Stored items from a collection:
+ + + + +
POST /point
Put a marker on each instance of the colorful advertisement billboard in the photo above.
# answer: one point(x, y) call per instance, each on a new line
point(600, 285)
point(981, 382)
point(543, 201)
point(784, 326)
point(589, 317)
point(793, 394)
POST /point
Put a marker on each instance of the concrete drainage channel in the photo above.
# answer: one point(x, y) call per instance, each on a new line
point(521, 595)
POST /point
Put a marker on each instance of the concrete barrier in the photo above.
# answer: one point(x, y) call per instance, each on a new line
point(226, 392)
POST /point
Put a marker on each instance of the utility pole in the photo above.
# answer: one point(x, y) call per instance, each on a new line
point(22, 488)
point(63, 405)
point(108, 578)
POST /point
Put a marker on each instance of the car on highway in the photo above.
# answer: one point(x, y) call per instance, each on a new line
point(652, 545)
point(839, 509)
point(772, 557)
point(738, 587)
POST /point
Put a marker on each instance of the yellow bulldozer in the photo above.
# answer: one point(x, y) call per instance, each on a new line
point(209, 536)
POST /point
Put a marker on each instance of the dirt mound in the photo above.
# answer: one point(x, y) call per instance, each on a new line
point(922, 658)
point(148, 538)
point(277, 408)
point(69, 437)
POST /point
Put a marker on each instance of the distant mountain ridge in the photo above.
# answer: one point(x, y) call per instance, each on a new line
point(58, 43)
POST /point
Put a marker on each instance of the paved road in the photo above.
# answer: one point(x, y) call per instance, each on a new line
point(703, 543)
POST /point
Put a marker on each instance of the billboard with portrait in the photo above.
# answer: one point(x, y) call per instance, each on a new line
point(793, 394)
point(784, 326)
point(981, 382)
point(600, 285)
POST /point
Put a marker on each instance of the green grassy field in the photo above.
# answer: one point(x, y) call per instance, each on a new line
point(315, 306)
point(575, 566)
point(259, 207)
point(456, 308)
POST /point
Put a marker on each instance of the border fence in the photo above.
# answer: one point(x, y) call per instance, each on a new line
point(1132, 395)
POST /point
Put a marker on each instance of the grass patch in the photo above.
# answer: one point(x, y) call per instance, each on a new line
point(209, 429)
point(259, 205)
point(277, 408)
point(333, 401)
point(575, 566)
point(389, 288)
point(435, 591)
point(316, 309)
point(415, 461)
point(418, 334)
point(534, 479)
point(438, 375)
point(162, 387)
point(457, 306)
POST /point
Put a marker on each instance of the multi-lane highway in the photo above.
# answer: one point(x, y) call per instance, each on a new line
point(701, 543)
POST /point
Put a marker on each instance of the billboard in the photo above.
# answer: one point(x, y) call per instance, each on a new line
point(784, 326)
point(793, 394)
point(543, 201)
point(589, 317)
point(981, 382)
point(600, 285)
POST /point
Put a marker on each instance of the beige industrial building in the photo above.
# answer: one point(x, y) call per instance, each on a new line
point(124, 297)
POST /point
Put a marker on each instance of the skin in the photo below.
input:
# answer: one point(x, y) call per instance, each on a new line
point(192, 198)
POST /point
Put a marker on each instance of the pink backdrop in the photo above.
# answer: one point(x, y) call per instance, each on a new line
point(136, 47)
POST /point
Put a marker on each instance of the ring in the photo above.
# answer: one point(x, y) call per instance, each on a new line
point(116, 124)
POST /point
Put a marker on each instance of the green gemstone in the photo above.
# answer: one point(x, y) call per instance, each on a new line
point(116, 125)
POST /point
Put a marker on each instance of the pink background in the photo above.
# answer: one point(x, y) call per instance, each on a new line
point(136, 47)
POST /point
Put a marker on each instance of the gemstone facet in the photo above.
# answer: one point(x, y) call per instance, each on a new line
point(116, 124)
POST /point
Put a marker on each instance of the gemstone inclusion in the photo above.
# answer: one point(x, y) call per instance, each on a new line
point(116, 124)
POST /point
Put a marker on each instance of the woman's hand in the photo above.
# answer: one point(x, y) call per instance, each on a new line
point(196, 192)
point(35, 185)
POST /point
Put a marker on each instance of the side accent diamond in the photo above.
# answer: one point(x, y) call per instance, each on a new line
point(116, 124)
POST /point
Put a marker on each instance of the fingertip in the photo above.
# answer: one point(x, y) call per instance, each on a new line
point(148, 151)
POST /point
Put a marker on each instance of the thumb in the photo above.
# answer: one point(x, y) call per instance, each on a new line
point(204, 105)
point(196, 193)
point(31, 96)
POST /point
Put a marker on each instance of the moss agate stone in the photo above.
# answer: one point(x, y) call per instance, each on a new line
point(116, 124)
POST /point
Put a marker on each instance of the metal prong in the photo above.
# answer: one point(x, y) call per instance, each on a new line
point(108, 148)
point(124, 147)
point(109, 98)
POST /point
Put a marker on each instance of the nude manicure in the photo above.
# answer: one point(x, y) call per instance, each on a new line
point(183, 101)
+ + + + +
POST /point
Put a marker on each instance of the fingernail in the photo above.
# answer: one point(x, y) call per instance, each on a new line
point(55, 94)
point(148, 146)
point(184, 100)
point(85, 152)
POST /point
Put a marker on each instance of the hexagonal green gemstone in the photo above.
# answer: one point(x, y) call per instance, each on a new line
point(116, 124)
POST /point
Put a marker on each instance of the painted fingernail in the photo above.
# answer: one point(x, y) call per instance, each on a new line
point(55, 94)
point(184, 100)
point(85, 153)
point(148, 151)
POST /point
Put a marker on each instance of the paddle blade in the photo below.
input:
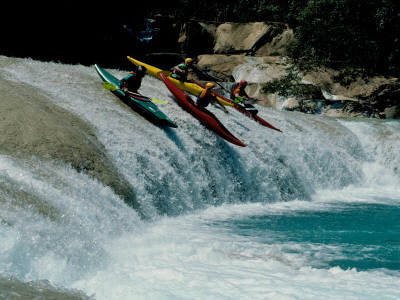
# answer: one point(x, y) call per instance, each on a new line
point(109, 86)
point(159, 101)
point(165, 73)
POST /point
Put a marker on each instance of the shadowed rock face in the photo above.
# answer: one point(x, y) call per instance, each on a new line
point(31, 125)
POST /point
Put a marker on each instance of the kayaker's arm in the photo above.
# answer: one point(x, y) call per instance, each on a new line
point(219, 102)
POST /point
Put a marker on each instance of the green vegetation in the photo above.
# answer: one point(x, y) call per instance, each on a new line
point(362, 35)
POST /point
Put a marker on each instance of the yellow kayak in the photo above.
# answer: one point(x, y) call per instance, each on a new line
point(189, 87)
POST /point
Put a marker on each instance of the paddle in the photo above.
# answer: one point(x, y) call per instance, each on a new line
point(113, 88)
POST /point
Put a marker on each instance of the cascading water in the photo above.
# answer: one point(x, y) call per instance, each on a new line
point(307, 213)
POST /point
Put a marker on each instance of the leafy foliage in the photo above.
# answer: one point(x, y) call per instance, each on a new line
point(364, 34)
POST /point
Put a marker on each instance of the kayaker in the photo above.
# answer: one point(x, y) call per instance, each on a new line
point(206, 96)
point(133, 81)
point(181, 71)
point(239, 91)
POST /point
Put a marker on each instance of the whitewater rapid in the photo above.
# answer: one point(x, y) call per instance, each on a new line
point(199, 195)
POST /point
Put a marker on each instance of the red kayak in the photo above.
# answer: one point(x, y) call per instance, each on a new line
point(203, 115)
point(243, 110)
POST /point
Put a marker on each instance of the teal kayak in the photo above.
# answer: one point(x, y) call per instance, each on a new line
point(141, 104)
+ + + + +
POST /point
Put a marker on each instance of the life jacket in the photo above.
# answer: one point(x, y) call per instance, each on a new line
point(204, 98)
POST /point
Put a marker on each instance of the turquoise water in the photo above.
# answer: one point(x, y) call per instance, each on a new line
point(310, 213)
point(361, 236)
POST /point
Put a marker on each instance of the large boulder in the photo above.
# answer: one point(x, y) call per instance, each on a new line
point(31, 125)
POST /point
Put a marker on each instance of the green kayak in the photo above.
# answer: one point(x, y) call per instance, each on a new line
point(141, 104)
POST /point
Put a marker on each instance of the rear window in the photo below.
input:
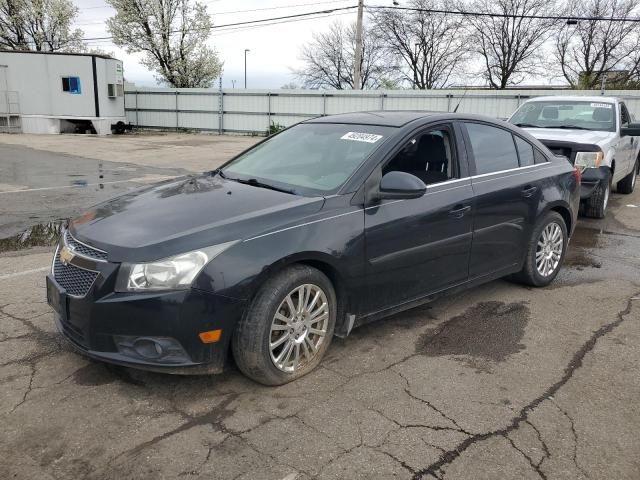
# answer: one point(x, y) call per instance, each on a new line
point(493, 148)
+ + + + +
→ What the task asks:
Gather every line from the listing above that contains the word "paddle", matching case exactly.

→ Reply to the exercise:
Put a marker on each instance of the paddle blade in the photo below.
Put a marker on each instance of the paddle in the photo above.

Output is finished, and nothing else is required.